- EXERCISE DIRECTIONS: Report each line of the material below that contains the word "pixels", and copy every such line in full.

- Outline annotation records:

------------------------------------------------------------

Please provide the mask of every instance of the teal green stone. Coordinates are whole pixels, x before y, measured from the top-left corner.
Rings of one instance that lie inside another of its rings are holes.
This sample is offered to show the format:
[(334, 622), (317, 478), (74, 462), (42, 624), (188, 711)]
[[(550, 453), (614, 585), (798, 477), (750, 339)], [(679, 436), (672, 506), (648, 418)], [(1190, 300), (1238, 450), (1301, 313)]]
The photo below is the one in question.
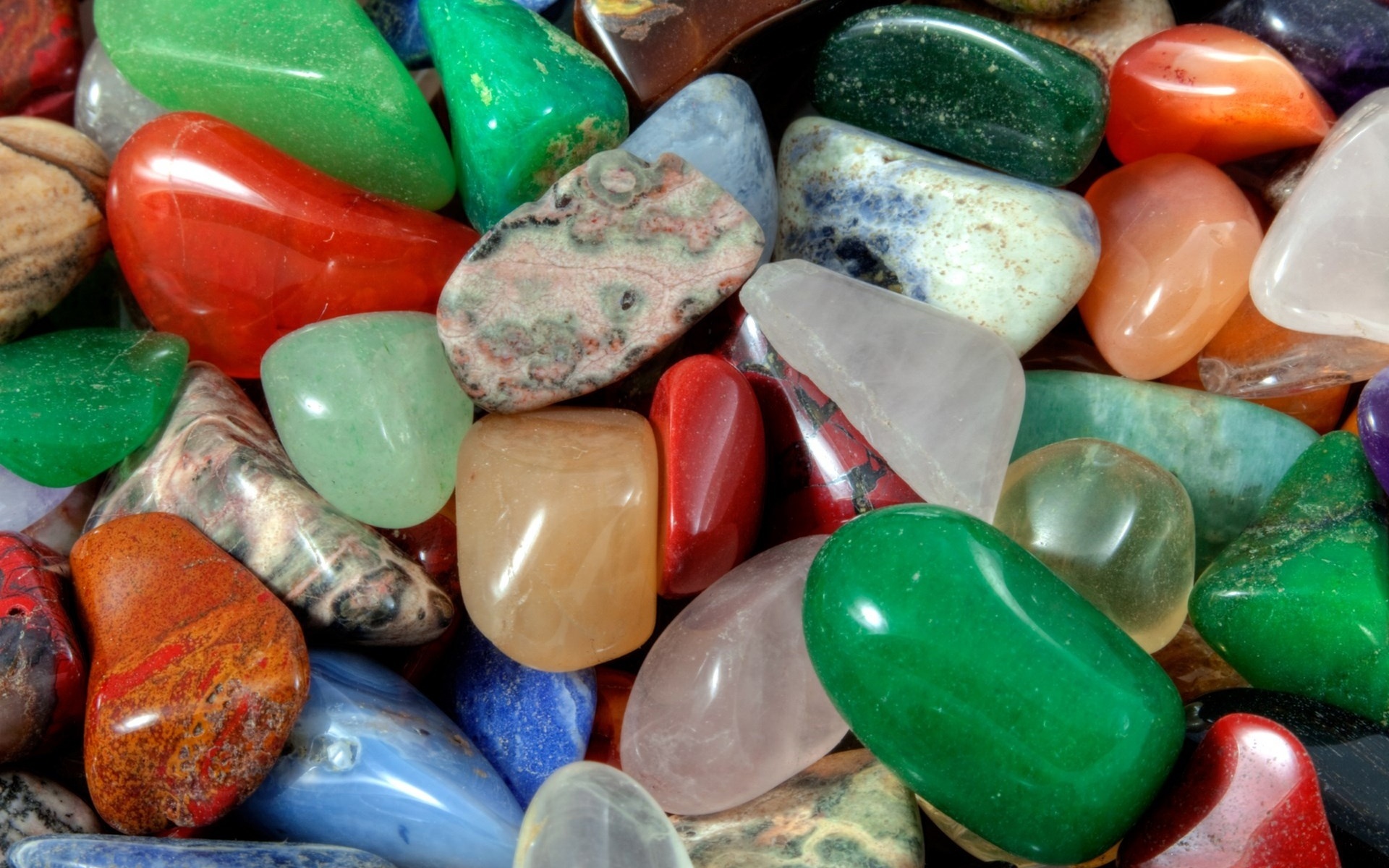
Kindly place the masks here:
[(1071, 437), (1118, 443), (1192, 499), (1200, 572), (1258, 514), (1317, 432), (1232, 397), (1103, 374), (1031, 371), (1013, 460)]
[(626, 139), (622, 86), (544, 18), (514, 0), (419, 0), (419, 15), (479, 231)]
[(0, 465), (63, 487), (153, 435), (188, 364), (178, 335), (74, 329), (0, 346)]
[(265, 353), (261, 385), (294, 468), (357, 521), (408, 528), (453, 494), (472, 401), (429, 314), (304, 326)]
[(1356, 435), (1304, 451), (1201, 574), (1192, 624), (1256, 687), (1389, 724), (1389, 529)]
[(1070, 49), (931, 6), (854, 15), (815, 69), (815, 106), (836, 121), (1053, 186), (1095, 157), (1108, 93)]
[(836, 531), (806, 585), (806, 647), (854, 735), (1008, 853), (1104, 853), (1167, 778), (1185, 725), (1151, 657), (1042, 561), (946, 507)]
[(94, 12), (111, 62), (160, 106), (231, 121), (397, 201), (453, 197), (443, 131), (356, 0), (96, 0)]

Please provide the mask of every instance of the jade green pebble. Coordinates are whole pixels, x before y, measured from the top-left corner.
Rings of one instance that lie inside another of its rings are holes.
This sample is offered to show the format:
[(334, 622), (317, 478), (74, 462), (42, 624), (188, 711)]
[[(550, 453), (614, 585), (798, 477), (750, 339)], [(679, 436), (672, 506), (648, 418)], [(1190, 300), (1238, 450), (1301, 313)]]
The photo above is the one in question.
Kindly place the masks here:
[(825, 43), (815, 104), (836, 121), (1063, 185), (1100, 146), (1108, 83), (1081, 54), (1006, 24), (883, 6)]
[(72, 329), (0, 346), (0, 465), (63, 487), (158, 429), (188, 364), (178, 335)]
[(514, 0), (419, 0), (468, 219), (486, 231), (626, 139), (603, 62)]
[(358, 314), (292, 332), (261, 360), (275, 429), (308, 485), (357, 521), (408, 528), (453, 493), (472, 401), (428, 314)]
[(1256, 687), (1389, 724), (1389, 531), (1360, 440), (1303, 453), (1196, 582), (1192, 624)]
[(982, 521), (860, 515), (810, 568), (806, 646), (835, 707), (918, 796), (1008, 853), (1070, 865), (1124, 835), (1176, 760), (1151, 657)]
[(449, 143), (356, 0), (96, 0), (111, 62), (171, 111), (419, 208), (454, 190)]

------------------------------------------------------------

- THE RESPONSE:
Please provide the mask of every instance of the teal green stone. Coordinates are whole pixels, x before y, measured from the top-left corner.
Please provide the mask of every instance of the jade green pebble. Coordinates are whole pixels, x before y, measured from the top-left corner.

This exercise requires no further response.